## Aim of the task
Gather every line in the data below that contains the word "doorway", and copy each of those lines in full.

## Recorded information
•••••

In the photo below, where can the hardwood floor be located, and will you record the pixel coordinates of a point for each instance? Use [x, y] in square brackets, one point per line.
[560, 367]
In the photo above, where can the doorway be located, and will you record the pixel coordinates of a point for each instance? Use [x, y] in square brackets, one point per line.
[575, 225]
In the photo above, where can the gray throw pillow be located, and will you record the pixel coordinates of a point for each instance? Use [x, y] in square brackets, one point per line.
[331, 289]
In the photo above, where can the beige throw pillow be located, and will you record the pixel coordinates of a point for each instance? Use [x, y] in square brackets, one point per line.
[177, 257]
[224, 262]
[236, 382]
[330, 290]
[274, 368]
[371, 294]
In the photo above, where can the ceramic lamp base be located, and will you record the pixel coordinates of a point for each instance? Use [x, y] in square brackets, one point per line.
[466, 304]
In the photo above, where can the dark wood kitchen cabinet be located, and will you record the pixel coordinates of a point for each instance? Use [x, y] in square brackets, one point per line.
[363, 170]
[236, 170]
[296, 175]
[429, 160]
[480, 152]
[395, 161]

•••••

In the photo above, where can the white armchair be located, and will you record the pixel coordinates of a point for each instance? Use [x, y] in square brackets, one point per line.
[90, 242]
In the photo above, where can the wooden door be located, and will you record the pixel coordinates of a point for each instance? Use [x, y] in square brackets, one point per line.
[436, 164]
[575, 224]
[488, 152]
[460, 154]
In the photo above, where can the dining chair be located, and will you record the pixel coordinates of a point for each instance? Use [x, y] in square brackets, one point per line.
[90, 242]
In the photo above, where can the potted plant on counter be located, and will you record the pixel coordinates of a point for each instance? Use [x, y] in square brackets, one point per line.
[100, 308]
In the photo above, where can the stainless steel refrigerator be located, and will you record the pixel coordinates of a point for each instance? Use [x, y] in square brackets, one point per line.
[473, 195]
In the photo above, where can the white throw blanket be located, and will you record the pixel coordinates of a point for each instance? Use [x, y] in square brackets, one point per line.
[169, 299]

•••••

## Answer below
In the photo above, where can the doorway be located, and will you record the pixel coordinates of a point for each instance? Use [x, y] in square brackets, one point per line.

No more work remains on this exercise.